>> Begin

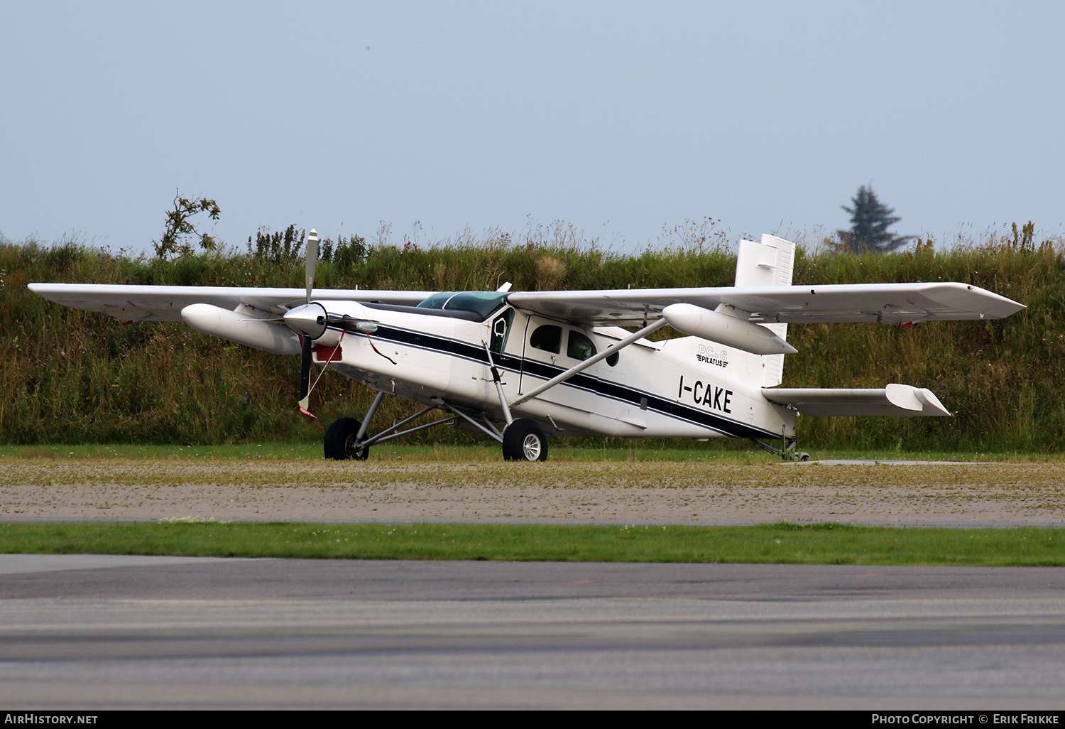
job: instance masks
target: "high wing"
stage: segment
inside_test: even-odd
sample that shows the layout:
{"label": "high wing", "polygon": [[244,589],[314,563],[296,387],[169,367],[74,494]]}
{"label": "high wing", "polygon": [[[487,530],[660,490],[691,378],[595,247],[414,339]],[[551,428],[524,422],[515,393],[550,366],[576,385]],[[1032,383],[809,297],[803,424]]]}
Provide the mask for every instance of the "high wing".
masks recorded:
{"label": "high wing", "polygon": [[[508,303],[540,314],[592,325],[637,325],[661,317],[670,304],[750,312],[753,323],[908,322],[1003,319],[1026,308],[976,286],[848,284],[703,289],[515,292]],[[734,314],[735,315],[735,314]]]}
{"label": "high wing", "polygon": [[[241,304],[283,314],[307,301],[305,289],[257,289],[216,286],[111,286],[102,284],[30,284],[30,290],[50,302],[75,309],[102,311],[121,321],[180,322],[190,304],[213,304],[235,309]],[[315,301],[373,302],[414,306],[433,291],[372,291],[315,289]]]}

>> End

**TASK**
Reproduce every line of the entries above character for character, leaving out the pictures.

**REPLY TO THE TASK**
job: instance masks
target: "high wing"
stage: segment
inside_test: even-odd
sample that shows the layout:
{"label": "high wing", "polygon": [[244,589],[314,563],[296,387],[169,367],[74,494]]}
{"label": "high wing", "polygon": [[[487,530],[660,490],[691,378],[595,247],[414,339]],[[551,428],[524,422],[515,393],[550,366],[576,385]],[[1032,383],[809,297],[803,424]]]}
Provide the mask for every instance of the "high wing".
masks recorded:
{"label": "high wing", "polygon": [[[508,303],[540,314],[592,325],[637,325],[661,317],[670,304],[750,312],[753,323],[908,322],[1003,319],[1026,308],[976,286],[848,284],[703,289],[515,292]],[[734,314],[735,315],[735,314]]]}
{"label": "high wing", "polygon": [[[241,304],[283,314],[307,301],[305,289],[257,289],[216,286],[111,286],[102,284],[30,284],[30,290],[50,302],[75,309],[102,311],[121,321],[180,322],[190,304],[213,304],[235,309]],[[315,301],[373,302],[414,306],[433,291],[372,291],[315,289]]]}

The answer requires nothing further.